Count the lines in the items below that contain the word "woman". Reply with the number alone.
### PROVIDED INFORMATION ###
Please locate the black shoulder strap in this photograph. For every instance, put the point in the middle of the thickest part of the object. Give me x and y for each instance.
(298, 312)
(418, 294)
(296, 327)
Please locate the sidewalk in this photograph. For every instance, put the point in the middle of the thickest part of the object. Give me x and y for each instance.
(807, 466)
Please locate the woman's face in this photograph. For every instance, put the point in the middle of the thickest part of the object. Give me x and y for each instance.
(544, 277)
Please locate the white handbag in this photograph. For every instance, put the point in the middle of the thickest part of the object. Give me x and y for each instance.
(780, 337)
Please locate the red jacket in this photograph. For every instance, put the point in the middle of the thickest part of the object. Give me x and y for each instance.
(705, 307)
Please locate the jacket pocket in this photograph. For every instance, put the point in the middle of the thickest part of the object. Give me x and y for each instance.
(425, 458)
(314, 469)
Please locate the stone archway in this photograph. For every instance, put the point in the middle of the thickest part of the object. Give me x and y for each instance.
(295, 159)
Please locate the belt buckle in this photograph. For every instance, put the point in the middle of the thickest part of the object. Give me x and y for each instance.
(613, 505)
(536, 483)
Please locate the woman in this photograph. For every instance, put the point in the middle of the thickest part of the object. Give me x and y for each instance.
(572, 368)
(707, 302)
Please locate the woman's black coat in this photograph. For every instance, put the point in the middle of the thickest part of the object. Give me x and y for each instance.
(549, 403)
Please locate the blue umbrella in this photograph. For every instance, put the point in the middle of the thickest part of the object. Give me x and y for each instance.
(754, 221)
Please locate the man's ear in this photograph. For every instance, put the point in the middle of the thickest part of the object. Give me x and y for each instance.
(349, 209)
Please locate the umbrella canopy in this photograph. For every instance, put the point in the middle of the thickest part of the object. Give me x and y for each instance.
###
### PROVIDED INFORMATION ###
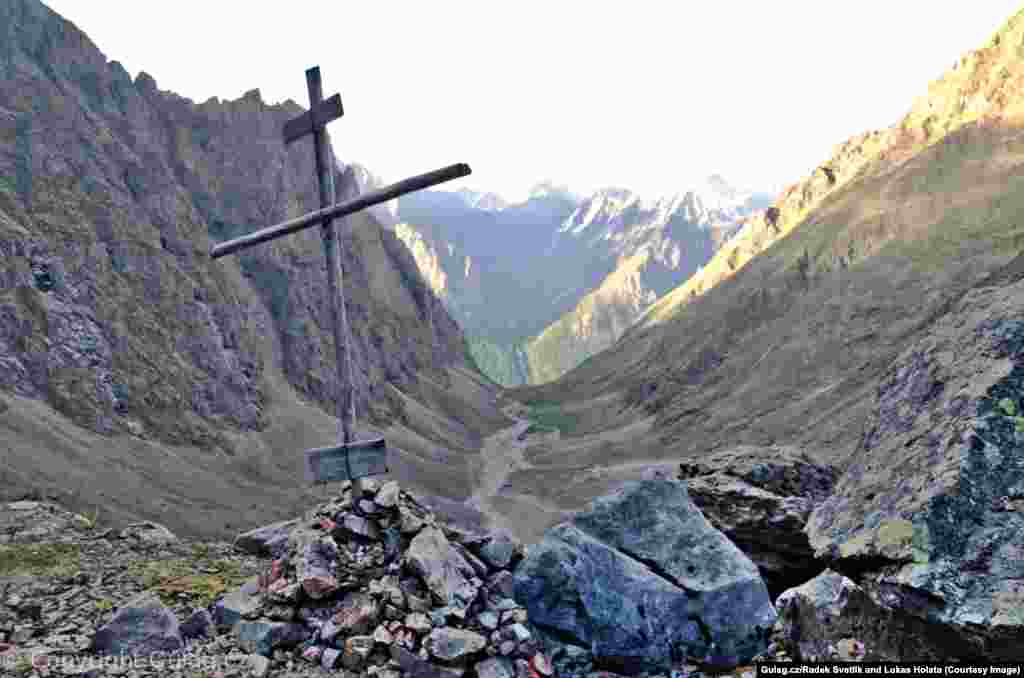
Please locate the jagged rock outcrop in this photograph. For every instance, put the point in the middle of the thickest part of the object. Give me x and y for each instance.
###
### PROVIDED INFORMATION ###
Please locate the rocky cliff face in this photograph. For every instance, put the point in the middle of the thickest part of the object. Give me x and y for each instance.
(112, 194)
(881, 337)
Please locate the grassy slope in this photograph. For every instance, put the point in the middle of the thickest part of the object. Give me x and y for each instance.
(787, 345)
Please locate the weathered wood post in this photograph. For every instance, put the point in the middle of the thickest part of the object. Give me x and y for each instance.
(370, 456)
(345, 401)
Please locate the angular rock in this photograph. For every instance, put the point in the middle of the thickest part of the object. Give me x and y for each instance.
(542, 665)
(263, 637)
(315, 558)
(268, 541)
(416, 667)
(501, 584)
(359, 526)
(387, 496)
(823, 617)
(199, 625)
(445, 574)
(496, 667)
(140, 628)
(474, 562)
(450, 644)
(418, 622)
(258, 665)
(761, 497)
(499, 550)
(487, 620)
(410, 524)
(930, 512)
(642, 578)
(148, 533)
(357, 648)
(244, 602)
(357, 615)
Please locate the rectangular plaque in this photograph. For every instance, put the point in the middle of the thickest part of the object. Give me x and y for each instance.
###
# THE RESULT
3